%%

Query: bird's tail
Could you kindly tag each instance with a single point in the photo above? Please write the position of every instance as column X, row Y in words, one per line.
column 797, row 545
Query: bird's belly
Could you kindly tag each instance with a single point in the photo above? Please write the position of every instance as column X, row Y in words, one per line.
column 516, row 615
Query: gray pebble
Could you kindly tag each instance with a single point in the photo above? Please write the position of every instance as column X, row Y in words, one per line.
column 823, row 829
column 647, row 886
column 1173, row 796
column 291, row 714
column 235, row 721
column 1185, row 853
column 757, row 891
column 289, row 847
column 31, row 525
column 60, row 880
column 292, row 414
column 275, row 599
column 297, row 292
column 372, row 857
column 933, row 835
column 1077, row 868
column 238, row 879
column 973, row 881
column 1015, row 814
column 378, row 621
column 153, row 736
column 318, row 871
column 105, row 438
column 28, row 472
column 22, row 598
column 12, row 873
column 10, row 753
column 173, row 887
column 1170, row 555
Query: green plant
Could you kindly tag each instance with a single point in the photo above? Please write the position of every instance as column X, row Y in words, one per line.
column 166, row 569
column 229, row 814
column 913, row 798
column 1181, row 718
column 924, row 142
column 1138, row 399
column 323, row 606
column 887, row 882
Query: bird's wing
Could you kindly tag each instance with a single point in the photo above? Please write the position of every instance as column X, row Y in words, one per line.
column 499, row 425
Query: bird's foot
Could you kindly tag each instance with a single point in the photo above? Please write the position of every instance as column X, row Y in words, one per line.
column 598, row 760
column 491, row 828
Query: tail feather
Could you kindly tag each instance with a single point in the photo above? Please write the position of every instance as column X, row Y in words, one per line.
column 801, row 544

%%

Reproduce every line of the entries above, unchanged, from the very first one down to and including the line containing "Query: green plant".

- The answer:
Query: bird's tail
Could you kindly tag each instance with a single point in the photo above? Please write the position of every instance as column X, row Y in words, one per line.
column 797, row 545
Query: bird's belly
Could you kindly tag each instance with a single point in the photo above? Please write the position of every instance as column X, row Y in words, one per line.
column 516, row 615
Query: gray pebble
Could you kindly tag each instance with a single point in the photo above? Please write the position of every instance as column X, row Y in words, one per line.
column 823, row 829
column 647, row 886
column 1173, row 796
column 291, row 714
column 235, row 721
column 1185, row 853
column 757, row 891
column 289, row 847
column 31, row 525
column 60, row 880
column 292, row 414
column 275, row 599
column 297, row 292
column 372, row 857
column 933, row 835
column 1077, row 868
column 238, row 879
column 973, row 881
column 1015, row 814
column 378, row 621
column 153, row 736
column 318, row 871
column 105, row 438
column 28, row 472
column 22, row 598
column 12, row 873
column 10, row 753
column 173, row 887
column 1170, row 555
Query: green plant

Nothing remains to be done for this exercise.